--- start of Records for this task ---
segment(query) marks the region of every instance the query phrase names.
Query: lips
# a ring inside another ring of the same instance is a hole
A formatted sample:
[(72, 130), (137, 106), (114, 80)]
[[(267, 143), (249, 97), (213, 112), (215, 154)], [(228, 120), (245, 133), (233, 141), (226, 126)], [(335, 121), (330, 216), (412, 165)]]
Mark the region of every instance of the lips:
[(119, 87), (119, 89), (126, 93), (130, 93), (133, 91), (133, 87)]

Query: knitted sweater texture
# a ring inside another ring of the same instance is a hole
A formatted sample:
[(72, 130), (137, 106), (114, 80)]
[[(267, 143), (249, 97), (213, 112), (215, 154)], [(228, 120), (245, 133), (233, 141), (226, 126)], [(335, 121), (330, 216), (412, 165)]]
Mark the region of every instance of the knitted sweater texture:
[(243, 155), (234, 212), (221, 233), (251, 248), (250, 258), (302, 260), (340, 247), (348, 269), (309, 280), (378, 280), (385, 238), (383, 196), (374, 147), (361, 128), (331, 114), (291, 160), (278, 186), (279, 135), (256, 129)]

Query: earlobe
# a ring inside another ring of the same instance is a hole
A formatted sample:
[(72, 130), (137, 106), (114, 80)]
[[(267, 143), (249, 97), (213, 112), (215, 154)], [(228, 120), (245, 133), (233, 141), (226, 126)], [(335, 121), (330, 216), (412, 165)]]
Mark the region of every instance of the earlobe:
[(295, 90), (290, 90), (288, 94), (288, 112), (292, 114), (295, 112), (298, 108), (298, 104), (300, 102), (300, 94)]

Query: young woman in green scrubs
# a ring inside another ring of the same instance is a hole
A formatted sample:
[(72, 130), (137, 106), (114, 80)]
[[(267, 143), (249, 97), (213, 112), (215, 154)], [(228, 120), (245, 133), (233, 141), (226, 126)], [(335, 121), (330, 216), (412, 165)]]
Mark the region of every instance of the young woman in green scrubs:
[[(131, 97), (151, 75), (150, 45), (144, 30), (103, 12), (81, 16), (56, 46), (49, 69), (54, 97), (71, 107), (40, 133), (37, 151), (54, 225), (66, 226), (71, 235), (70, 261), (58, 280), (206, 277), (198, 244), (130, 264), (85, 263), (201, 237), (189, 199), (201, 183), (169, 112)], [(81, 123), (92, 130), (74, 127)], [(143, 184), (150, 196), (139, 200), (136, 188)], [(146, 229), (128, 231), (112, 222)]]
--- end of Records for this task ---
- [Problem details] Everything from the line containing "Query: earlobe" to the end of the records must be written out exactly; include both of those lines and no others.

- [Solved exercise]
Query: earlobe
# a ring inside another ring of the same instance is a hole
A formatted sample:
[(72, 130), (137, 106), (114, 80)]
[[(267, 143), (249, 97), (213, 112), (215, 154)], [(228, 120), (245, 133), (233, 141), (226, 126)], [(335, 121), (330, 216), (412, 165)]]
Mark the region of every instance of the earlobe:
[(295, 90), (290, 90), (288, 94), (288, 112), (292, 114), (295, 112), (298, 108), (298, 104), (300, 102), (300, 94)]

Query: young woman in green scrubs
# a ring inside another ring of the same instance is a hole
A formatted sample:
[(72, 130), (137, 106), (114, 80)]
[[(267, 143), (249, 97), (213, 112), (215, 154)], [(228, 120), (245, 133), (233, 141), (226, 126)], [(335, 121), (330, 216), (412, 165)]]
Mark the region of every instance of the young woman in green scrubs:
[[(131, 97), (151, 75), (150, 45), (144, 30), (103, 12), (81, 16), (56, 46), (49, 69), (54, 97), (71, 107), (40, 133), (37, 151), (54, 225), (66, 226), (71, 235), (70, 261), (58, 280), (206, 277), (198, 244), (130, 264), (85, 263), (201, 237), (189, 199), (201, 183), (169, 112)], [(81, 123), (92, 130), (74, 127)], [(143, 184), (150, 196), (139, 200), (136, 188)], [(146, 229), (128, 231), (112, 222)]]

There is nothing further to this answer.